Retype every entry in its entirety, without alteration.

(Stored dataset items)
————————
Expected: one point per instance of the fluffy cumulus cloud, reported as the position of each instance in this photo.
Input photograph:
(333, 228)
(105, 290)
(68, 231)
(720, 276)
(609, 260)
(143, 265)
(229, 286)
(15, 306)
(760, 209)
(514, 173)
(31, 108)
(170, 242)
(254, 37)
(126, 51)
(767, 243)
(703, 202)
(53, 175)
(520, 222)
————————
## The result
Expected: one point per instance of the fluffy cumulus cloud, reported as the position of each instance in this photo.
Input photograph:
(333, 228)
(105, 290)
(68, 231)
(720, 276)
(609, 260)
(143, 265)
(229, 286)
(15, 306)
(760, 209)
(514, 173)
(31, 108)
(170, 242)
(254, 37)
(126, 51)
(767, 243)
(703, 202)
(53, 175)
(520, 222)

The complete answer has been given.